### What to do
A - In the mailing-list post on PCI hardware, reproduce the passage that begins at the words "I second that." and stops after "sorts that out.".
B - According to the post about PCI cards on other architectures, what does the writer plan to put into the ultrasparc 30 at work?

### Page text

:::::

On Fri, 2003-02-21 at 17:19, Soren Harward wrote:
> Tucker, David wrote:
>  > They may not be concerned about running
> > Windows app (for a time, I had an SGI X86 PC that did run windows) but there
> > are plenty of peripheral that run on the X86.  Your SCSI card or fancy new
> > video card use X86 bios code.  Plug one into the PCI bus of a sparc, and you
> > wont get far.  The PCI card bios can be redone, but that's expensive and you
> > will loose the advantages of commodity goods.
> 
> The statement about PCI hardware being tied to he processor isn't 
> entirely true.  There's a ton of hardware I've used in both Alpha and 
> x86 machines, from SCSI controllers to sound cards.  Right now I have a 
> graphics card in my Alpha that used to be in my K6/166.  There might be 
> some weird platform-dependent cards, but in every case I've seen, as 
> long as the driver compiles on the architecture, the card will work.

I second that.  I have an ultrasparc 30 at work, and I plan on putting
in a promise ide controller and an ide disk, since scsi are so expensive
(and western digital is now selling 10k rpm enterprise-grade ide
disks).  Most video cards should work.  Sound cards, etc.  There are
endian issues (With DMA and so forth), but that's largely a software
issue.  The driver sorts that out.

:::::

### Data excerpt
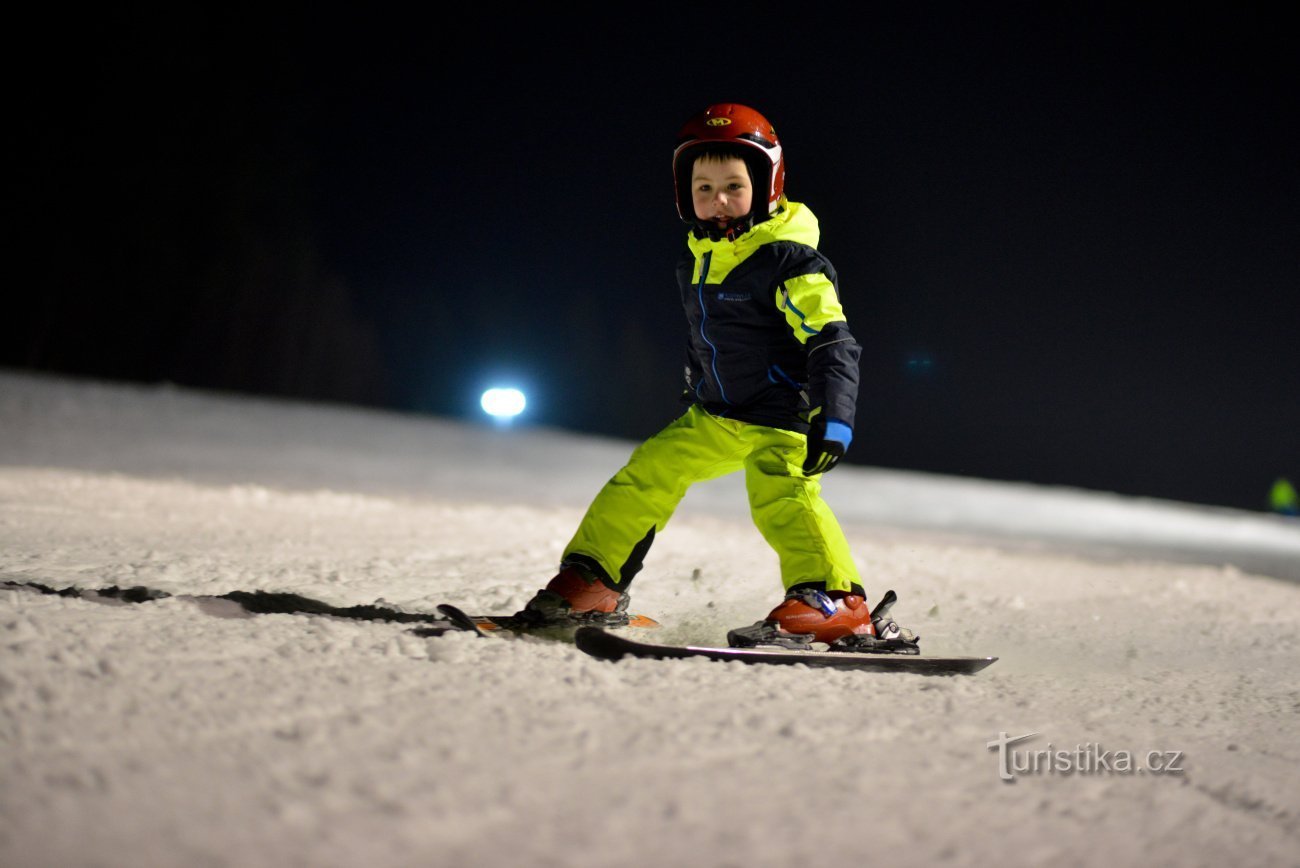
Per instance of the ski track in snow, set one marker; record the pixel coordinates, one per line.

:::::

### Answers given
A -
I second that.  I have an ultrasparc 30 at work, and I plan on putting
in a promise ide controller and an ide disk, since scsi are so expensive
(and western digital is now selling 10k rpm enterprise-grade ide
disks).  Most video cards should work.  Sound cards, etc.  There are
endian issues (With DMA and so forth), but that's largely a software
issue.  The driver sorts that out.

B - A promise ide controller and an ide disk.